Directions for this task
Turn the entries below into a numbered list, beginning at the line that has "Mark every instance of the arid" and stopping after the line that has "Mark every instance of the mountain". Leave out any blank lines.

Records to process
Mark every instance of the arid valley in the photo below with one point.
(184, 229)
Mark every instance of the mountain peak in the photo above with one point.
* * *
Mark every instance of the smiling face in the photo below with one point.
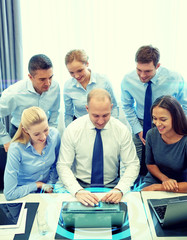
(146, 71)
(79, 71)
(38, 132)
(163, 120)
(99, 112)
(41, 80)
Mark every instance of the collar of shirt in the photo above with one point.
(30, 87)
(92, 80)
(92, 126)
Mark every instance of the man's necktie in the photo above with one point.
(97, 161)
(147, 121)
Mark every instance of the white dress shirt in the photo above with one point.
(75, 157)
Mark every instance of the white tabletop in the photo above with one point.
==
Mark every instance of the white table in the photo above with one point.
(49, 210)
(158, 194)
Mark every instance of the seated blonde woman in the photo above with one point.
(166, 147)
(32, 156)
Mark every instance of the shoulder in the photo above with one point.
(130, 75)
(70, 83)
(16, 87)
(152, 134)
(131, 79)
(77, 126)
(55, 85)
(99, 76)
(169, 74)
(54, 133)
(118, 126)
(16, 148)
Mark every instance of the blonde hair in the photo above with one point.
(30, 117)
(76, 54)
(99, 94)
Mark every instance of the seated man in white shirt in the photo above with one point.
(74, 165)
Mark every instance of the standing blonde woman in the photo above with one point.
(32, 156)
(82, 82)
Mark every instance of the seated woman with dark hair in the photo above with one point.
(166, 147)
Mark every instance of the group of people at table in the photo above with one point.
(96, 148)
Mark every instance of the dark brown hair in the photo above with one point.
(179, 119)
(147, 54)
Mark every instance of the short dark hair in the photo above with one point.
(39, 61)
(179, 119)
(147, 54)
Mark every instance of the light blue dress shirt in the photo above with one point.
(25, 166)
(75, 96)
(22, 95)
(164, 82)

The reply
1. Mark every instance of the arid valley in the photo below with one point.
2. (184, 229)
3. Mark every instance of the mountain peak in the photo above with one point.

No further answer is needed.